* [Task objective]
Say the number of lines in the records below that hold the word "positive", and only that number.

* [Provided entries]
====
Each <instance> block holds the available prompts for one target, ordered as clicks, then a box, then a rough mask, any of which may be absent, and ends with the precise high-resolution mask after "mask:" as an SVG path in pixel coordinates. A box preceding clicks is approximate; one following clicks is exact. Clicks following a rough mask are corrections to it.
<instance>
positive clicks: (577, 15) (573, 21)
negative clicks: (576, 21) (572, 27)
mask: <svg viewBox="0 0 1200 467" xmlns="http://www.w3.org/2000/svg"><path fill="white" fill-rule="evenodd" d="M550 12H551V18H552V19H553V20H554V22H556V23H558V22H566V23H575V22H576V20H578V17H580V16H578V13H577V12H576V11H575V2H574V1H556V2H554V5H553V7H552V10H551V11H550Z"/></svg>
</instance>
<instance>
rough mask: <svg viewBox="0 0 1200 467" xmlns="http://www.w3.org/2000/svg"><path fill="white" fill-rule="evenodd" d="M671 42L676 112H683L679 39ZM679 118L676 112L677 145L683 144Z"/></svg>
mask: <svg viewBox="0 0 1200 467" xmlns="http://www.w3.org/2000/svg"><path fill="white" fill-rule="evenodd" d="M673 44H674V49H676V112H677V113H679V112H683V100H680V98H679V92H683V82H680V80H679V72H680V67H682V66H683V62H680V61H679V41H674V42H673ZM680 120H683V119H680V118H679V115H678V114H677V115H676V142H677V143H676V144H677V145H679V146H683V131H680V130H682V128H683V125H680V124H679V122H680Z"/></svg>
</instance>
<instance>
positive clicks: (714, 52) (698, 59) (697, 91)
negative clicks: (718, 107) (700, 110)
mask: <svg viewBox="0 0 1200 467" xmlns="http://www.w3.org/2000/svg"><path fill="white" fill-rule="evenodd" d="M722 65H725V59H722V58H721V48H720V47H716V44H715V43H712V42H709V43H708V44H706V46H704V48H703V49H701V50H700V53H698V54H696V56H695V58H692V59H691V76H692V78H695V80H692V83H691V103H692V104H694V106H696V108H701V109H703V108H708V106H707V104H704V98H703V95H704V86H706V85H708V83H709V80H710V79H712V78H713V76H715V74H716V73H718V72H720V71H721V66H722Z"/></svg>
====
* [Answer to the problem]
2